The task — Filter the listing down to the lines containing the word "orange".
= = =
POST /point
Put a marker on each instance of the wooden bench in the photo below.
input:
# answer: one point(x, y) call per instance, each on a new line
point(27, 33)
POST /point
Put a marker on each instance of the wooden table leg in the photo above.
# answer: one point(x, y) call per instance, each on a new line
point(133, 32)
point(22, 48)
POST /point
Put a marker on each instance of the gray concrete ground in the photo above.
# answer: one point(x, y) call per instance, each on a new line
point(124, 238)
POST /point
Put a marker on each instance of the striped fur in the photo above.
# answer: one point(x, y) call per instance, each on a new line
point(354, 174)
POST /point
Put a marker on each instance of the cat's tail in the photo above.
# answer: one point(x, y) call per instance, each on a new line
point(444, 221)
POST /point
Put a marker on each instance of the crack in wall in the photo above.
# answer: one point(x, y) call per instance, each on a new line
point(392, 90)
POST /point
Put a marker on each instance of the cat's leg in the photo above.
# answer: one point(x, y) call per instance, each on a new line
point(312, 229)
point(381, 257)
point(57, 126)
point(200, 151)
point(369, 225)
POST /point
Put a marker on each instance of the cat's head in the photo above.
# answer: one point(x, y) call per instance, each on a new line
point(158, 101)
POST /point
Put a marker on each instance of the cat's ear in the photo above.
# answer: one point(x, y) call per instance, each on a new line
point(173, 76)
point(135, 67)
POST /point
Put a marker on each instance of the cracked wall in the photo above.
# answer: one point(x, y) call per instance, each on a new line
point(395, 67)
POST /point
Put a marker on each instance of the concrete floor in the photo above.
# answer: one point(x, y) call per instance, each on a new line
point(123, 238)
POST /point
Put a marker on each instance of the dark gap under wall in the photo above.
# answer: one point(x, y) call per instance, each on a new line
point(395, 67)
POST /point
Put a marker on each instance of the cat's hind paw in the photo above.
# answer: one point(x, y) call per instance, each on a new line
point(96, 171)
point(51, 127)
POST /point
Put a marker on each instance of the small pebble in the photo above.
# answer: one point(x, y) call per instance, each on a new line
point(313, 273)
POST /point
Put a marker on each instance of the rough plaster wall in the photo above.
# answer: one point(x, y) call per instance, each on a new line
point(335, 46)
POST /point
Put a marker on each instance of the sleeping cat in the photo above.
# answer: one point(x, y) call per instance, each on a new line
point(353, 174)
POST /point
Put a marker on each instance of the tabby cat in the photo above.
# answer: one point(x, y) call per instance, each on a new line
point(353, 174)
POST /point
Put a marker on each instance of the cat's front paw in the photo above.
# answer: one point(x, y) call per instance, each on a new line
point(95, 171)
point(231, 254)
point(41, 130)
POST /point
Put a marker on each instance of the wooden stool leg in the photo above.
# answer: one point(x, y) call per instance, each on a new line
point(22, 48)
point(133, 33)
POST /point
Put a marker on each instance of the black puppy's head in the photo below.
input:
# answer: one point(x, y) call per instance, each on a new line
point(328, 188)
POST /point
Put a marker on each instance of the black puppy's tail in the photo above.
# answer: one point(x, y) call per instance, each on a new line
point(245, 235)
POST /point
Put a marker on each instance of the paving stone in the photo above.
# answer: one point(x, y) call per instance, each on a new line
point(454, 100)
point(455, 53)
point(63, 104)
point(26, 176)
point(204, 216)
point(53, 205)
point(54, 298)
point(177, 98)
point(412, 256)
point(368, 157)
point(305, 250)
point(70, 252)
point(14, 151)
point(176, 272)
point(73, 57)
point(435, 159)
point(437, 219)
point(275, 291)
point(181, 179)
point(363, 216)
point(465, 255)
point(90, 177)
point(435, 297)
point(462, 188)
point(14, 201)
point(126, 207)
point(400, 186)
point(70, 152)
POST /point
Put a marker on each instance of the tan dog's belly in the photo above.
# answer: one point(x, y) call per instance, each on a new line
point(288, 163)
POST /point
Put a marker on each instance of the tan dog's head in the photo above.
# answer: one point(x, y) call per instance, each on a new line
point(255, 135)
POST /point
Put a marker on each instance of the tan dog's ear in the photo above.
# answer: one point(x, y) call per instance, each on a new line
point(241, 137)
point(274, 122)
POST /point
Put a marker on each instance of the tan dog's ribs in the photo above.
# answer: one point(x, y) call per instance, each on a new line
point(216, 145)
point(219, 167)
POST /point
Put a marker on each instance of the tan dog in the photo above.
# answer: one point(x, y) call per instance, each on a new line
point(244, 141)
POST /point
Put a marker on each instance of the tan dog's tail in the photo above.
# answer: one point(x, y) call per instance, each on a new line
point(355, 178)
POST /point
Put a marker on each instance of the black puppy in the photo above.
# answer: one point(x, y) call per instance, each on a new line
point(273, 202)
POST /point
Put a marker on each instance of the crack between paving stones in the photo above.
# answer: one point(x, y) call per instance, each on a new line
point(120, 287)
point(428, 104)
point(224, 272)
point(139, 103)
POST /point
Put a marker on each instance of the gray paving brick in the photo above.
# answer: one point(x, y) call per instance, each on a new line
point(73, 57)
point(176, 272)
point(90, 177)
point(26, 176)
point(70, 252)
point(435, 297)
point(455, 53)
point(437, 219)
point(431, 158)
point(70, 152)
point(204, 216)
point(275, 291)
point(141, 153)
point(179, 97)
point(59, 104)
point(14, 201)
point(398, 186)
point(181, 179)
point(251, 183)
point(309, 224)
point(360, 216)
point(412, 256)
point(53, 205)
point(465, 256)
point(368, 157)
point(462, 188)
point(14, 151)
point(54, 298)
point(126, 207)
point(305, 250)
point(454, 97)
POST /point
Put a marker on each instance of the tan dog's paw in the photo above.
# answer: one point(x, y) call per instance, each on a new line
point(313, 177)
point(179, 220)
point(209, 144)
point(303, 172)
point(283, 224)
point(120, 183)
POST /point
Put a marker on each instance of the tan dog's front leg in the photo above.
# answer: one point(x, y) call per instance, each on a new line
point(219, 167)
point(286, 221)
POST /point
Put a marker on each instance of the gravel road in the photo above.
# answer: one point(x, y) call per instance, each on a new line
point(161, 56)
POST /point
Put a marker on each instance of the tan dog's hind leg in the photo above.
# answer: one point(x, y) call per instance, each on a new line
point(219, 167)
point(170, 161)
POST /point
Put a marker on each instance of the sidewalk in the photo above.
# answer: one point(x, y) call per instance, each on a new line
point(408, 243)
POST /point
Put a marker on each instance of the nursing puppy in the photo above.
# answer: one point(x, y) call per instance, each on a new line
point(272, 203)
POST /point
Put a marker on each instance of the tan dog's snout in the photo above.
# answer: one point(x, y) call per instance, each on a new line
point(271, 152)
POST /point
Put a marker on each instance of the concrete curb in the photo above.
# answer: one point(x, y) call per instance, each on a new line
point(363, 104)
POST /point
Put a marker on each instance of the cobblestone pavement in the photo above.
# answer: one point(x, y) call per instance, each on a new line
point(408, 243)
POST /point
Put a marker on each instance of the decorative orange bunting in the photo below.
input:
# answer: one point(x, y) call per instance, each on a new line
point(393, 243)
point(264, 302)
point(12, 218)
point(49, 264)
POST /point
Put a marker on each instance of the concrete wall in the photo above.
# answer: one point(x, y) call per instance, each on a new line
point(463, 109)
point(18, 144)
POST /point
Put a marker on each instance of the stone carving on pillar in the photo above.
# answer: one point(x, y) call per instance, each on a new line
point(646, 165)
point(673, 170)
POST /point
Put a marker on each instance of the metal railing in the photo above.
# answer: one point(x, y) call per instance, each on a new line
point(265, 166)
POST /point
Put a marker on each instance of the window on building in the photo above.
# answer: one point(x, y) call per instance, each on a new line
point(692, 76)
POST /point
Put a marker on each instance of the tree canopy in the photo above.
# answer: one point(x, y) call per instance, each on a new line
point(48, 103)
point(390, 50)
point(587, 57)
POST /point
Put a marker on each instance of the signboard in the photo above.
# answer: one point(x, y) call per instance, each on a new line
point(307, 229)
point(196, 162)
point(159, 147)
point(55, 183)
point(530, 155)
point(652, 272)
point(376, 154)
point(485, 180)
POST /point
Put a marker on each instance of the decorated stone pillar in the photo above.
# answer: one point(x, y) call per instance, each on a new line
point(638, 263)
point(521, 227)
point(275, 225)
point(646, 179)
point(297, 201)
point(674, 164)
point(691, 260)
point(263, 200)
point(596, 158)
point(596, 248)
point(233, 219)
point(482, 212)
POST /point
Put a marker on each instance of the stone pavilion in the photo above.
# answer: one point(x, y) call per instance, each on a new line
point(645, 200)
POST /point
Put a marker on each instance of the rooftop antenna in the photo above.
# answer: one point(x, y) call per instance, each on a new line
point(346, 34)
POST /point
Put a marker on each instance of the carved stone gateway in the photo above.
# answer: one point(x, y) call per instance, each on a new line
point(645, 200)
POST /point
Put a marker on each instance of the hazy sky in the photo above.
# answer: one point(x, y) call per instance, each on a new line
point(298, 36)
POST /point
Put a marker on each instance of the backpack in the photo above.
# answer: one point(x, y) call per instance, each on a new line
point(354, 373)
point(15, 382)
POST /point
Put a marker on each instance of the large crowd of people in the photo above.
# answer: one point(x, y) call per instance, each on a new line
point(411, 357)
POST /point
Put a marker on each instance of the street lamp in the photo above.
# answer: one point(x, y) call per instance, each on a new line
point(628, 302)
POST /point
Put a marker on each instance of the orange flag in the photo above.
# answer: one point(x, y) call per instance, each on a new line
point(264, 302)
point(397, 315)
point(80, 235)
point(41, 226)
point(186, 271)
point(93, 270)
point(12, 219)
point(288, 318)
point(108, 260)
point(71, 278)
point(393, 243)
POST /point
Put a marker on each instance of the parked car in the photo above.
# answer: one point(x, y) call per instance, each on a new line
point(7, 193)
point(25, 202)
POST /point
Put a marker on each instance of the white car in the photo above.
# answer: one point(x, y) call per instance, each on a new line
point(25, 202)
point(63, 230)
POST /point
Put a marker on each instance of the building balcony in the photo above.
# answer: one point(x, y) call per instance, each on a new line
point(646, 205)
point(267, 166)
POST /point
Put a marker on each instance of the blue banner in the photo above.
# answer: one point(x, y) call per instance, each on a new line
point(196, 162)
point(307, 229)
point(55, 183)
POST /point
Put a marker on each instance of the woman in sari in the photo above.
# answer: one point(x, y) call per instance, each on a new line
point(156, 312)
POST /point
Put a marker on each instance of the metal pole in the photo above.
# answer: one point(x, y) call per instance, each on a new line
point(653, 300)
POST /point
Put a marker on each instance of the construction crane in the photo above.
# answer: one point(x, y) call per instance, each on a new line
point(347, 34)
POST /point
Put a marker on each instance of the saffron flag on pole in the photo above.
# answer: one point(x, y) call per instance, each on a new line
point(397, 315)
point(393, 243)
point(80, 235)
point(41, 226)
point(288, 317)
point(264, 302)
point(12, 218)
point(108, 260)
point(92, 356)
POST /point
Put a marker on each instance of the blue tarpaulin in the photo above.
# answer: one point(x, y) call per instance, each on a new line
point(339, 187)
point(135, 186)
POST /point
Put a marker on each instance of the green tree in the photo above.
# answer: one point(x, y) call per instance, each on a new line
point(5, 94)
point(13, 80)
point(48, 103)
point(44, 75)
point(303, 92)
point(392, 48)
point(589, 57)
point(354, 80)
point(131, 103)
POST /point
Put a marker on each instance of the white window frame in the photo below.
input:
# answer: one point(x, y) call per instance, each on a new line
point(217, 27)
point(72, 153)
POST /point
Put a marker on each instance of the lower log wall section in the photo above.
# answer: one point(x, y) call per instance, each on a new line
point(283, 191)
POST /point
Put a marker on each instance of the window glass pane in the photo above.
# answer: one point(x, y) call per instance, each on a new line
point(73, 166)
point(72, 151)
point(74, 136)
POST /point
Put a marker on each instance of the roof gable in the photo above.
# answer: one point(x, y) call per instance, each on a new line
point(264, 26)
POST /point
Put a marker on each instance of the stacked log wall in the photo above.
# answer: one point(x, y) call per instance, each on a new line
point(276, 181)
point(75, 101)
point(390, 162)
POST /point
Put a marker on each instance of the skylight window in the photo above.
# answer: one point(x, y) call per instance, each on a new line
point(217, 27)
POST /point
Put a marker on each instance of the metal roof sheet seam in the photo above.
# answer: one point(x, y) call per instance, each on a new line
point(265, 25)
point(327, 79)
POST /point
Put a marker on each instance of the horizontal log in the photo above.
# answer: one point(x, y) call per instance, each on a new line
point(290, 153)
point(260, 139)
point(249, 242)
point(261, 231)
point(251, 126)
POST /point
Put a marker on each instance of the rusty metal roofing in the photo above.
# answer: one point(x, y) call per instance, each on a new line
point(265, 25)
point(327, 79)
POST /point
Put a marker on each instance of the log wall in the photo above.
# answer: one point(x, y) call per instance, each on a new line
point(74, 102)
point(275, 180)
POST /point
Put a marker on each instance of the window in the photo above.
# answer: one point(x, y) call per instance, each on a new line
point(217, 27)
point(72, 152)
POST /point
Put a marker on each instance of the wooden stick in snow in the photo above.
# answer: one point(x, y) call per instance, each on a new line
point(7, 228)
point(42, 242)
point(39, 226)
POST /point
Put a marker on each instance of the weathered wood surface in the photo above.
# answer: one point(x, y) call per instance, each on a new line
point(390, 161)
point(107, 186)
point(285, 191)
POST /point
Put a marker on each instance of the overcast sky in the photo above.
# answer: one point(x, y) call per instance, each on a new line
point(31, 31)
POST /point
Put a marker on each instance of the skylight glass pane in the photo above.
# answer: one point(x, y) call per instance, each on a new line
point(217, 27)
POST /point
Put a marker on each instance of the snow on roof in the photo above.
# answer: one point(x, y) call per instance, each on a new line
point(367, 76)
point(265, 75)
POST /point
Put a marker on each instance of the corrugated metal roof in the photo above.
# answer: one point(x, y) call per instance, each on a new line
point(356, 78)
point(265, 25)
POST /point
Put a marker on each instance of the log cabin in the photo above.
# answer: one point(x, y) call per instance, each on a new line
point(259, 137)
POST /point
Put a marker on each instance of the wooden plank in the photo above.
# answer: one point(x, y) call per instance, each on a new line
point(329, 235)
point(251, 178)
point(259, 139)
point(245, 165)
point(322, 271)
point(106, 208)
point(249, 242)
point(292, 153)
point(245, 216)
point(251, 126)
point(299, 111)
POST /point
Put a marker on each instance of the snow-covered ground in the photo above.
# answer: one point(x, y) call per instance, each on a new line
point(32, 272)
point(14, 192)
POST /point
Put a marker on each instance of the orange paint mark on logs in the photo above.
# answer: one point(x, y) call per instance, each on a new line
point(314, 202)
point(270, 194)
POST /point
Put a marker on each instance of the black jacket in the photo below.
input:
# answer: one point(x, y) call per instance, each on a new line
= = =
Exercise answer —
Put a marker on each instance of the decorative orange bunting in the photo below.
Put a marker on each instance of the orange flag in the photo above.
Put a marker on each instance of the orange paint mark on logs in the photo above.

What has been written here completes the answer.